Text block section start

What is the Future of Psychedelic Policy?

Reflections from Advocates on What Comes Next for Mushrooms

The Bay Staters Team

3/20/20263 min read

We love plant medicines.

From our creation, our volunteers have bravely shared their stories of how psilocybin mushrooms have been transformational for our struggles with finding purpose in life, recovering from trauma, finding relief from addictions, and abating painful neurological conditions like Lyme and cluster headaches.

It was these stories that inspired us to reach out to Somerville's City Council in 2020, slowly but surely building the local policy and consensus that would lead the city to become the first east of the Mississippi to end arrests for adults growing and share mushrooms. And the first city in North America, to our knowledge, that affirmed that all substances - yes even harmful ones - should be seen through the lens of public health and not criminal prosecution. At the time, we probably looked crazy to outsiders. But that is when change matters: when culture is behind.

Since then, we have led campaigns to pass these policies in eight Massachusetts communities, including Cambridge, Northampton, Easthampton, Amherst, Salem, Provincetown, and Medford and supported other groups in their work in Berkeley, California and Portland, Maine.

From the offset our core value has been clear, yet hard for some outsiders to discern: education and awareness. Not legalization. Not mushroom stores on every corner. Not everyone and their brother using psychedelics. Just. Education. Legalization regimes, including that of Oregon and cannabis regulation around the country, have created swampy systems where insiders pay out the nose for expensive regulations that harm clients and secure market share. We don't aspire to a world of mass production or cultivation of psilocybin, since the economics of this market suggest that there is actually not much profit to be made at all due to the rareness in which people use these easy-to-grow medicines (see our feature in USA Today). And while psychedelics have a very important role to play in how we move well-being forward in our communities, they are not going to be the choice for many people and they are not transformational for everyone. In fact, they should be used with clear eyes and careful thought, if at all.

Text block section end
Material supplied section start

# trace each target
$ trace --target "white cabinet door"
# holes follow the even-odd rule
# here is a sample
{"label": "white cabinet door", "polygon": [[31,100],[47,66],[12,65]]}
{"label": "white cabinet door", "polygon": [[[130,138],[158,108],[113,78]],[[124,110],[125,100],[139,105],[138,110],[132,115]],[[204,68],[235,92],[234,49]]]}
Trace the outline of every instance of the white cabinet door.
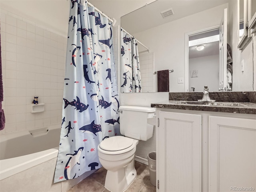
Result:
{"label": "white cabinet door", "polygon": [[201,191],[201,116],[159,112],[160,192]]}
{"label": "white cabinet door", "polygon": [[209,191],[256,190],[256,120],[209,121]]}

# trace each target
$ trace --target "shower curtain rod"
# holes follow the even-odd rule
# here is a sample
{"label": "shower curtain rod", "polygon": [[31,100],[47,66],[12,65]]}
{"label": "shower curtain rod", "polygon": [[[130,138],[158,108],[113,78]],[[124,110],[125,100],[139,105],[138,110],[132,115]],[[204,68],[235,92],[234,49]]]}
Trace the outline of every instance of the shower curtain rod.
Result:
{"label": "shower curtain rod", "polygon": [[[69,0],[66,0],[67,1],[68,1]],[[106,17],[107,18],[108,18],[108,20],[109,20],[111,22],[112,22],[113,23],[113,26],[114,26],[115,25],[115,24],[116,24],[116,19],[114,18],[113,18],[113,19],[111,19],[110,17],[109,17],[107,15],[106,15],[105,14],[103,13],[103,12],[102,12],[98,8],[97,8],[96,7],[95,7],[94,5],[93,5],[91,3],[89,2],[88,1],[85,1],[85,2],[87,2],[87,3],[89,5],[90,5],[91,7],[94,7],[94,9],[95,9],[95,10],[96,10],[98,12],[100,13],[103,16],[104,16],[105,17]]]}
{"label": "shower curtain rod", "polygon": [[[131,35],[130,33],[129,33],[128,32],[127,32],[123,28],[122,28],[122,27],[121,28],[122,29],[122,30],[123,30],[124,32],[125,32],[127,34],[128,34],[128,35],[130,35],[131,36],[132,36],[132,37],[133,37],[134,38],[135,38],[134,37],[134,36],[133,36],[133,35]],[[138,43],[139,43],[141,45],[142,45],[143,46],[144,46],[145,48],[146,48],[146,49],[147,50],[146,51],[148,51],[148,52],[149,52],[149,49],[147,47],[146,47],[145,46],[144,46],[143,44],[142,44],[142,43],[141,43],[141,42],[139,41],[138,39],[136,39],[136,40],[137,40],[137,42],[138,42]],[[142,53],[142,52],[145,52],[145,51],[143,51],[143,52],[141,52]]]}

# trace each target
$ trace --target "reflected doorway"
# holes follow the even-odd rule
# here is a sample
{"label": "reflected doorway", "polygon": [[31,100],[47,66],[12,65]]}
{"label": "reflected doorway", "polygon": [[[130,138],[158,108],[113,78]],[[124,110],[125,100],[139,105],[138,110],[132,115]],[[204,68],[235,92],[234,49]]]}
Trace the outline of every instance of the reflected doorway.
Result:
{"label": "reflected doorway", "polygon": [[188,91],[218,91],[219,39],[218,28],[188,36]]}

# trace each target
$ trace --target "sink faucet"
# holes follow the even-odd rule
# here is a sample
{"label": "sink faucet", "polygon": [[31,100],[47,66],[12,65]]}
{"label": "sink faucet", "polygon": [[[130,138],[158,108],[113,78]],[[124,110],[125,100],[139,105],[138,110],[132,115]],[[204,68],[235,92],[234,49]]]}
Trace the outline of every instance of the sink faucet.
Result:
{"label": "sink faucet", "polygon": [[203,98],[202,99],[202,101],[204,102],[211,102],[212,100],[210,98],[209,96],[209,92],[208,92],[208,86],[207,85],[204,86],[204,95],[203,96]]}

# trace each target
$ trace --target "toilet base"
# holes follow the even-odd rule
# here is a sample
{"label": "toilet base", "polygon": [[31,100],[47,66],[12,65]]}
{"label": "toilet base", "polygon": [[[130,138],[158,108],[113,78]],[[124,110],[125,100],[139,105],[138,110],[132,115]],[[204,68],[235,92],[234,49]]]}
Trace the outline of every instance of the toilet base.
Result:
{"label": "toilet base", "polygon": [[108,170],[105,187],[112,192],[122,192],[135,180],[137,172],[134,168],[134,159],[126,166],[116,171]]}

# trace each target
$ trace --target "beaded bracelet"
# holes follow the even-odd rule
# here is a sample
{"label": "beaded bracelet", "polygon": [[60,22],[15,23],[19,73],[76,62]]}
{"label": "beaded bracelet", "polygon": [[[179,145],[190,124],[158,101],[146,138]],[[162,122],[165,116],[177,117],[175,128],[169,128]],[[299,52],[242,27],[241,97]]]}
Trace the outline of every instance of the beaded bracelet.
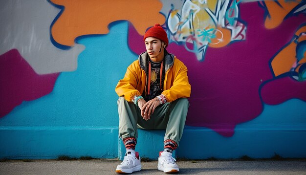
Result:
{"label": "beaded bracelet", "polygon": [[134,101],[134,104],[135,104],[135,105],[137,106],[138,106],[138,102],[139,100],[141,99],[144,99],[144,98],[141,95],[137,95],[136,97],[134,97],[134,99],[133,100]]}

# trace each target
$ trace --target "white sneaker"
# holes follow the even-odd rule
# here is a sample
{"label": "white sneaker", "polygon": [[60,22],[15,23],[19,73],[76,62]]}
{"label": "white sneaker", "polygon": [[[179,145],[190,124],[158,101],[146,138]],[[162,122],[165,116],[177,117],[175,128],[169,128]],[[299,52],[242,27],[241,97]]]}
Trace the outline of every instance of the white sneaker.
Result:
{"label": "white sneaker", "polygon": [[135,153],[129,152],[126,153],[123,161],[117,166],[116,173],[120,174],[131,174],[141,170],[140,157],[138,152]]}
{"label": "white sneaker", "polygon": [[161,152],[159,153],[157,168],[158,170],[166,173],[178,172],[179,169],[175,162],[175,161],[176,160],[172,157],[172,153]]}

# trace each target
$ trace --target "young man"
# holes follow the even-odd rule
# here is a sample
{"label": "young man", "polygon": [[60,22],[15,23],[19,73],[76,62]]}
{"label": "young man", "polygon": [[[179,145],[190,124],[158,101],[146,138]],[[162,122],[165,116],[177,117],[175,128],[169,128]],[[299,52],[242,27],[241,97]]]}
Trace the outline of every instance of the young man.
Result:
{"label": "young man", "polygon": [[166,129],[164,149],[160,153],[157,167],[165,173],[177,172],[172,153],[178,146],[189,106],[187,68],[167,52],[168,37],[159,24],[146,32],[144,41],[147,51],[129,66],[116,87],[120,97],[119,133],[127,150],[116,172],[141,170],[140,158],[135,152],[137,128]]}

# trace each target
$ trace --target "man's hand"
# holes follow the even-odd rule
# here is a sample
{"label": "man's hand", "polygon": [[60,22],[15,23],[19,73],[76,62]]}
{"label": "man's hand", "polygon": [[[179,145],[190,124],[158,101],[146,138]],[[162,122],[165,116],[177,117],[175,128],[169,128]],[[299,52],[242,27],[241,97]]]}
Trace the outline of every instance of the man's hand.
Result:
{"label": "man's hand", "polygon": [[[160,102],[159,102],[159,100],[157,98],[154,98],[148,101],[141,109],[142,118],[146,120],[150,119],[150,116],[154,112],[155,109],[159,106],[159,105],[160,105]],[[139,107],[139,108],[140,107]]]}

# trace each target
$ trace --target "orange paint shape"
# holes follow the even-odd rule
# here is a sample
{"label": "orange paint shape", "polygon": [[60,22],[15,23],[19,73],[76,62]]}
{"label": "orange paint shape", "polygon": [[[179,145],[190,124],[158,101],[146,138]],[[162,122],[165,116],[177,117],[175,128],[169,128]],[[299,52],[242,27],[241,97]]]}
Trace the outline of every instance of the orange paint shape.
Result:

Material supplied section end

▶ **Problem statement**
Reproduce the psychedelic policy piece above in full, word for word.

▶ **Problem solution**
What is the Future of Psychedelic Policy?

Reflections from Advocates on What Comes Next for Mushrooms

The Bay Staters Team

3/20/20263 min read

We love plant medicines.

From our creation, our volunteers have bravely shared their stories of how psilocybin mushrooms have been transformational for our struggles with finding purpose in life, recovering from trauma, finding relief from addictions, and abating painful neurological conditions like Lyme and cluster headaches.

It was these stories that inspired us to reach out to Somerville's City Council in 2020, slowly but surely building the local policy and consensus that would lead the city to become the first east of the Mississippi to end arrests for adults growing and share mushrooms. And the first city in North America, to our knowledge, that affirmed that all substances - yes even harmful ones - should be seen through the lens of public health and not criminal prosecution. At the time, we probably looked crazy to outsiders. But that is when change matters: when culture is behind.

Since then, we have led campaigns to pass these policies in eight Massachusetts communities, including Cambridge, Northampton, Easthampton, Amherst, Salem, Provincetown, and Medford and supported other groups in their work in Berkeley, California and Portland, Maine.

From the offset our core value has been clear, yet hard for some outsiders to discern: education and awareness. Not legalization. Not mushroom stores on every corner. Not everyone and their brother using psychedelics. Just. Education. Legalization regimes, including that of Oregon and cannabis regulation around the country, have created swampy systems where insiders pay out the nose for expensive regulations that harm clients and secure market share. We don't aspire to a world of mass production or cultivation of psilocybin, since the economics of this market suggest that there is actually not much profit to be made at all due to the rareness in which people use these easy-to-grow medicines (see our feature in USA Today). And while psychedelics have a very important role to play in how we move well-being forward in our communities, they are not going to be the choice for many people and they are not transformational for everyone. In fact, they should be used with clear eyes and careful thought, if at all.